# Stated problem
Collect every line of the entries below that contains the word "picture", and copy each one unchanged. Case counts.
begin Record excerpts
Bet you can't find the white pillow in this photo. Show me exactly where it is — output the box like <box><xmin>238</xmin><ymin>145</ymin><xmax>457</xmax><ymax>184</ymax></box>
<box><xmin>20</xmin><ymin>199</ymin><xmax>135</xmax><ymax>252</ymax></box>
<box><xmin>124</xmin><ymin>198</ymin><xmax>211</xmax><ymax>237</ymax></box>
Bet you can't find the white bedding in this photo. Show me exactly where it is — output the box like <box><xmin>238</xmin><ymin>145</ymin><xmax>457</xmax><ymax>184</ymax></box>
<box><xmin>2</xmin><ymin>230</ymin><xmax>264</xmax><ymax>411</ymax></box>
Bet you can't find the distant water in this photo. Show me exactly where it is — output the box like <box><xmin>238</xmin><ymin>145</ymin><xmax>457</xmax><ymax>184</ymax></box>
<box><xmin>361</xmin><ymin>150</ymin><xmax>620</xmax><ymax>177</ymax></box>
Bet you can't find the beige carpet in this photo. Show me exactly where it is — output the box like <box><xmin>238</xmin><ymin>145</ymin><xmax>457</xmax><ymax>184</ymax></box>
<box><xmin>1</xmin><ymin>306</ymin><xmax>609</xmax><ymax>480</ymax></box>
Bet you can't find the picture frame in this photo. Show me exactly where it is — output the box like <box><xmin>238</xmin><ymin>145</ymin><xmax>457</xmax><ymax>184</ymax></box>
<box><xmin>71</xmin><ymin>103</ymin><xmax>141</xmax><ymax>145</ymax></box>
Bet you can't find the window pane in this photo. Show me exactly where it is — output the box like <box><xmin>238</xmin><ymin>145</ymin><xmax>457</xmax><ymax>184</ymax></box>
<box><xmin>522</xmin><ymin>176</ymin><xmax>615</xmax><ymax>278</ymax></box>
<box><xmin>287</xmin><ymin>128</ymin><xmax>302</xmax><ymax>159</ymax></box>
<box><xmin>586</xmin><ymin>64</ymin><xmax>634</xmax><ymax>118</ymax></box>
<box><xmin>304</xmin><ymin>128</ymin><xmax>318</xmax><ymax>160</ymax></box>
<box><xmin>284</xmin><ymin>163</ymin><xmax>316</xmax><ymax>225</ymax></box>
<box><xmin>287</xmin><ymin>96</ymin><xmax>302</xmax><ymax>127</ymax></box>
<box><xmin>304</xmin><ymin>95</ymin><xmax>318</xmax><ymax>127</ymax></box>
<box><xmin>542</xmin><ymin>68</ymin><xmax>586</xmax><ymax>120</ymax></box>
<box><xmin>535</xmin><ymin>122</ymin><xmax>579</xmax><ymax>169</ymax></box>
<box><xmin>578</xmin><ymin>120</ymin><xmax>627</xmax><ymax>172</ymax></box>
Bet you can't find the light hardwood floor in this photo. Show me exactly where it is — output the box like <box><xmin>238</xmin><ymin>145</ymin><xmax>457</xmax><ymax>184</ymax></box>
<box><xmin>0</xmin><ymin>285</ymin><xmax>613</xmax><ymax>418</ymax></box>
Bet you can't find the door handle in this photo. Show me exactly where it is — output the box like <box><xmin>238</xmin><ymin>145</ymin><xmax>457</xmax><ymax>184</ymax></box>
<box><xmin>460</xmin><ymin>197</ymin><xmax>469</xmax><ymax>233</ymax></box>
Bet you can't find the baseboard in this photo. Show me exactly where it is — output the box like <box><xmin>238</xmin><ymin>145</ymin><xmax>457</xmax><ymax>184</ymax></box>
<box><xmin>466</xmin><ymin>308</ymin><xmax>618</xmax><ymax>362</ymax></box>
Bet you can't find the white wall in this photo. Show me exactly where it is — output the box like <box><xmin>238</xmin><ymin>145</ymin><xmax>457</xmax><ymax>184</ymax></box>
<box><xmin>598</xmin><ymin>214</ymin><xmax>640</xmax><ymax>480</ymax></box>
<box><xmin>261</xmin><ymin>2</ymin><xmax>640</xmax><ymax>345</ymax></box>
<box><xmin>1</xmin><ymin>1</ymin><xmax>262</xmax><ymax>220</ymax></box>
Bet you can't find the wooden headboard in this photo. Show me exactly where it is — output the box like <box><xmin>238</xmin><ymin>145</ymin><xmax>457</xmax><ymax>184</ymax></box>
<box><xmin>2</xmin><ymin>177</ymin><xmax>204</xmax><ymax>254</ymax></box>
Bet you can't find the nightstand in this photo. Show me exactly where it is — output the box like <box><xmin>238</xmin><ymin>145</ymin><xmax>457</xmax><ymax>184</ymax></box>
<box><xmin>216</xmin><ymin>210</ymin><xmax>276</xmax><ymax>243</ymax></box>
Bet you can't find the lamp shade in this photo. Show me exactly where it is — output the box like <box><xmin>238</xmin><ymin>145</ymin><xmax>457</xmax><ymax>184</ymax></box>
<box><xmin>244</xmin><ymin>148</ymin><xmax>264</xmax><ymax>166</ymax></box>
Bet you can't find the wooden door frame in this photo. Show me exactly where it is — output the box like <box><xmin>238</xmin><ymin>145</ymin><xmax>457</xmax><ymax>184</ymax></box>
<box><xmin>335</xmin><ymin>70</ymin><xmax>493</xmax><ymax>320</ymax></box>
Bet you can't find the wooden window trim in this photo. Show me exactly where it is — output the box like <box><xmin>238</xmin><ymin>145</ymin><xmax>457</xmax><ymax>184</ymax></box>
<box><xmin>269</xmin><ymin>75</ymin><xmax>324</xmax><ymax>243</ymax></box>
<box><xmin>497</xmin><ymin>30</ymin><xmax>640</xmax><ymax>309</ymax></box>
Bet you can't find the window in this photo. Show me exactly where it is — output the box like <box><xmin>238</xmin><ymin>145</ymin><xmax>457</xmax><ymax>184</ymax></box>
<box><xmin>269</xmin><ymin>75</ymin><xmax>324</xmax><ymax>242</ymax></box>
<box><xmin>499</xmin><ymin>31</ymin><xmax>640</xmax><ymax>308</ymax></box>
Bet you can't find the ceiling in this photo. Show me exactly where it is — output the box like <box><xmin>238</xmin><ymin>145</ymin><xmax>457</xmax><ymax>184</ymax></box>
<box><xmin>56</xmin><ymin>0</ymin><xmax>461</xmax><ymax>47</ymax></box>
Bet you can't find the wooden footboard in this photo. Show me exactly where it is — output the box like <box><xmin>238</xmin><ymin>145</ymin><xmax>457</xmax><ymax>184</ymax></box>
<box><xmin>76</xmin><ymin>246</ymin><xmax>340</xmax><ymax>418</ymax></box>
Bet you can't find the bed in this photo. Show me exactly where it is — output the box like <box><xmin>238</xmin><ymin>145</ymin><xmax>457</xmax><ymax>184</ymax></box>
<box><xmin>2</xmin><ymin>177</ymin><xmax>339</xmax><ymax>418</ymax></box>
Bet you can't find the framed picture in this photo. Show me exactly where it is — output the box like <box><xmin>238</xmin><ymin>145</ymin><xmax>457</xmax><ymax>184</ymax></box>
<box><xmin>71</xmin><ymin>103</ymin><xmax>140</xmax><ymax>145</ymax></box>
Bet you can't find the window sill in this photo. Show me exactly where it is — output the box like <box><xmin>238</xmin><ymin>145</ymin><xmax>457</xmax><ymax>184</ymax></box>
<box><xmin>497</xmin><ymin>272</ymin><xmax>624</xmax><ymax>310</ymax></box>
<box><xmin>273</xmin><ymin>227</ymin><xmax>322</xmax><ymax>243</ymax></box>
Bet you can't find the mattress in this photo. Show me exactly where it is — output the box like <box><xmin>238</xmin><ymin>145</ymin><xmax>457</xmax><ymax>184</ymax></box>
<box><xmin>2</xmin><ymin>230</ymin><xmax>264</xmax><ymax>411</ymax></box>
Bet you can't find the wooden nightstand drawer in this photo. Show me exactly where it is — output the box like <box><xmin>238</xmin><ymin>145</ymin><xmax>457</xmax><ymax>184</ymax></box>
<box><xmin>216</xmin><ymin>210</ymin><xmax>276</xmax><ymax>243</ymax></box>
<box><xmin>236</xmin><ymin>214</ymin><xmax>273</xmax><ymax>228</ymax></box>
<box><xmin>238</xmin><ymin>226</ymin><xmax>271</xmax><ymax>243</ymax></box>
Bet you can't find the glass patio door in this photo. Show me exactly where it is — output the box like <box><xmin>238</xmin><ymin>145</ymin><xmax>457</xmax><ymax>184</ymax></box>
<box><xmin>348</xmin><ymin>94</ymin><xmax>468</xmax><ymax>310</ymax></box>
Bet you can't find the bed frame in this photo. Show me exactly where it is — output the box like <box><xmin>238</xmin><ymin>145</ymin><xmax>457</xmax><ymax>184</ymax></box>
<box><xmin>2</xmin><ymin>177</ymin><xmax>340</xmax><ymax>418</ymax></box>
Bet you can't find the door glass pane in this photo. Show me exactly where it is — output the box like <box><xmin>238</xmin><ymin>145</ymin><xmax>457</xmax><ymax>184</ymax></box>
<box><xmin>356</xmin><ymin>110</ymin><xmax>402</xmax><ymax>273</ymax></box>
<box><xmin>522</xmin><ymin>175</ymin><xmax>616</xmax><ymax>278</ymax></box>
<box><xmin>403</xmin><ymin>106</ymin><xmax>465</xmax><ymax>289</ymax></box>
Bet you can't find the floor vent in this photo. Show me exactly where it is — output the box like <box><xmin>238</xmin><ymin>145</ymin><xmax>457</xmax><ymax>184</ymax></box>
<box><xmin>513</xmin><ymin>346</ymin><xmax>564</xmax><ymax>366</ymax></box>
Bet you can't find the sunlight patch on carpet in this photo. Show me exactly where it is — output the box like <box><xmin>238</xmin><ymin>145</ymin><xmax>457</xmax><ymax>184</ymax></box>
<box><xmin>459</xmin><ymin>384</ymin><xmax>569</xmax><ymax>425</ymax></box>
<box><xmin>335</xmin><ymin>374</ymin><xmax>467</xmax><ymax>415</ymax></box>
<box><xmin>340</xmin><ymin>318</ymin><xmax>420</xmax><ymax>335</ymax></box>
end Record excerpts
# Exercise response
Bet you can't find the picture frame in this photo. Show me exactly where it is — output the box like <box><xmin>238</xmin><ymin>145</ymin><xmax>457</xmax><ymax>184</ymax></box>
Bet you can't find the framed picture in this photo. Show me exactly where it is — output the box like <box><xmin>238</xmin><ymin>145</ymin><xmax>457</xmax><ymax>184</ymax></box>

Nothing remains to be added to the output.